= Given request =
Switch each "pin" in the entries below to "marker" and write the entries out again with nothing else altered.

***** Input for this task

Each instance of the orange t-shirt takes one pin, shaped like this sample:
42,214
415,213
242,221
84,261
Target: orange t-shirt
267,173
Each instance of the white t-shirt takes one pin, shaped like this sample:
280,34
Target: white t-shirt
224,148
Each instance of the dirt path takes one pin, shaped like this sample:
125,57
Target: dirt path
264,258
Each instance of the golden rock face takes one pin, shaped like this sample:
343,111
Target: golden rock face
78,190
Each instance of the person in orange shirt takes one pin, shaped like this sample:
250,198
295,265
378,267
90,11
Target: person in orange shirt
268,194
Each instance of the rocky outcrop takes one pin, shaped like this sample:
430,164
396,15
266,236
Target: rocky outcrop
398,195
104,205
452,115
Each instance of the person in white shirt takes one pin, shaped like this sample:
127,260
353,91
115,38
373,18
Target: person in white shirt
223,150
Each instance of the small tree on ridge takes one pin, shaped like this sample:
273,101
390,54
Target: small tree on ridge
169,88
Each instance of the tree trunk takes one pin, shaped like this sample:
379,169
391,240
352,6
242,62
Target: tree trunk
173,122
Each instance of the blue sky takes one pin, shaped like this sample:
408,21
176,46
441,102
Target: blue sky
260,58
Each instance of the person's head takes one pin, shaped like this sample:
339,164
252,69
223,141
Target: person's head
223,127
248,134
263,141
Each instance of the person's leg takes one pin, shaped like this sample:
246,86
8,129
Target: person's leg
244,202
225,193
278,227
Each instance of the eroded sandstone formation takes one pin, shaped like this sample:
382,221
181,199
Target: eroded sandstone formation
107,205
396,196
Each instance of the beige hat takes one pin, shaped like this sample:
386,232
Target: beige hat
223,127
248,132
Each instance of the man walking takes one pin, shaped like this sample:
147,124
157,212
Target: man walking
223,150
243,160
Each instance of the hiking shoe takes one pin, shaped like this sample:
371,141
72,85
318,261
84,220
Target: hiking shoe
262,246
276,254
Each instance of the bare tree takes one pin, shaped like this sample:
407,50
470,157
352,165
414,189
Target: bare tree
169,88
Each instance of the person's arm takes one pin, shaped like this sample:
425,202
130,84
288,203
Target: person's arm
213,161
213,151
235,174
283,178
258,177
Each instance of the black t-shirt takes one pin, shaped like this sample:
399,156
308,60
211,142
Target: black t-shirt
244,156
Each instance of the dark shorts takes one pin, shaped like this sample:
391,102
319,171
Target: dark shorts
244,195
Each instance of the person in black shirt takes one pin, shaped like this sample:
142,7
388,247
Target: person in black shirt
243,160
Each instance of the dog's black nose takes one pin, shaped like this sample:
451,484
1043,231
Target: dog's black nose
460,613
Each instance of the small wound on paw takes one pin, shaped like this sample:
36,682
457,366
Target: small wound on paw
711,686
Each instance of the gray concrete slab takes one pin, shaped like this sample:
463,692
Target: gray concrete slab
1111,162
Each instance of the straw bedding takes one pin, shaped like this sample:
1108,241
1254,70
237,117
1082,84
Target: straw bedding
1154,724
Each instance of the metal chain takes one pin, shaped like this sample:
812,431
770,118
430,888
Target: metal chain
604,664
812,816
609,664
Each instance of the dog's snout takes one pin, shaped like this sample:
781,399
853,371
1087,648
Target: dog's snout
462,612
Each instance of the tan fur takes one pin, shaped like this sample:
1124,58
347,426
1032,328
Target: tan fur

**********

= Task solution =
Each instance of the orange t-shirt takes one marker, shaped like this sample:
42,214
415,213
242,221
84,261
Target: orange t-shirt
267,173
Each instance of the white t-shirt takes one marker, shaped like this sample:
280,34
Target: white t-shirt
224,148
Each instance of the dirt path takes one marker, shaped like this sample:
125,57
Target: dirt path
264,258
Each instance of the golden rock face takes one marker, shaped like this sample:
343,111
Target: golden rock face
78,190
Each instance of the person in orange shirt takes one marker, shaped like this sample:
250,198
295,265
378,267
90,11
Target: person in orange shirt
268,194
Each instance of the rocky outcrop takes one marker, shaped like this sample:
430,164
396,15
266,236
Target: rocky outcrop
398,195
104,205
452,115
Each instance of the person in white shirt takes one marker, shaped like this sample:
127,260
353,91
115,38
373,18
Target: person in white shirt
223,150
Each instance of the small tree on ridge takes one marker, shaped like this sample:
273,101
390,54
Target: small tree on ridge
169,88
Each instance of the tree trunk takes one marker, shaped like this sample:
379,169
391,240
352,6
242,62
Target: tree trunk
173,122
Each instance of the blue sky takes one marker, shaped like this sample:
408,21
176,46
441,102
Target: blue sky
260,58
Each instance of the person's head takes one marker, shaped like this sample:
339,164
252,69
223,141
Target: person's head
223,127
248,134
263,141
Each instance of the person's leg takes one marker, shaped like this sample:
246,86
8,129
Target: person's leg
244,202
225,193
278,227
Each instance of the eroded sandstone formation takes one marker, shaped like this sample:
382,221
181,199
Target: eroded sandstone formation
107,205
396,196
Each instance of the beige hat takes one marker, shaped like this sample:
386,232
Target: beige hat
223,127
248,132
Each instance of the man walking takes one marker, shaped like this sample:
147,124
157,212
Target: man walking
223,150
243,160
Each instance of the hiking shoe takes one marker, shaped like this sample:
371,141
72,85
318,261
84,220
Target: hiking shoe
262,246
276,254
Each instance of the bare tree takes one marker, shaped like this sample:
407,50
470,157
352,165
414,189
Target: bare tree
169,88
Each instance of the person's arm takes one marker, shaped like this sample:
425,202
130,84
288,203
Target: person's arm
213,161
213,151
235,174
283,178
258,177
Each instance of the black t-shirt takes one marker, shaped like this sample:
399,156
308,60
211,142
Target: black t-shirt
244,156
Each instance of the dark shorts takes one marker, shaped like this sample:
391,102
319,171
Target: dark shorts
244,195
Each instance of the person in black shirt takes one marker, shaped like this sample:
142,7
388,247
Target: person in black shirt
243,160
Each instance of the dog's black nose takes one marker, shaped like this sample:
451,484
1043,231
Target: dog's black nose
460,613
Each instance of the small wound on paw takes one marker, shaped like this sample:
36,682
457,366
Target: small wound on paw
711,686
Each instance of the gray concrete slab takes one marker, shaped like this sample:
463,692
Target: gray concrete slab
1111,162
Each instance of the straw bedding takes one marker, shaped like this sample:
1108,241
1254,70
237,117
1082,84
Target: straw bedding
1154,724
Each instance of the metal chain takes one marker, shaped like this sample:
812,431
770,118
430,888
Target: metal chain
604,664
812,816
609,664
Each instance of the dog's snout takes one marker, shaped like this sample:
781,399
853,371
1087,648
Target: dog's snout
462,612
Each instance of the tan fur takes one marker, shaped like this sample:
1124,58
347,426
1032,328
Target: tan fur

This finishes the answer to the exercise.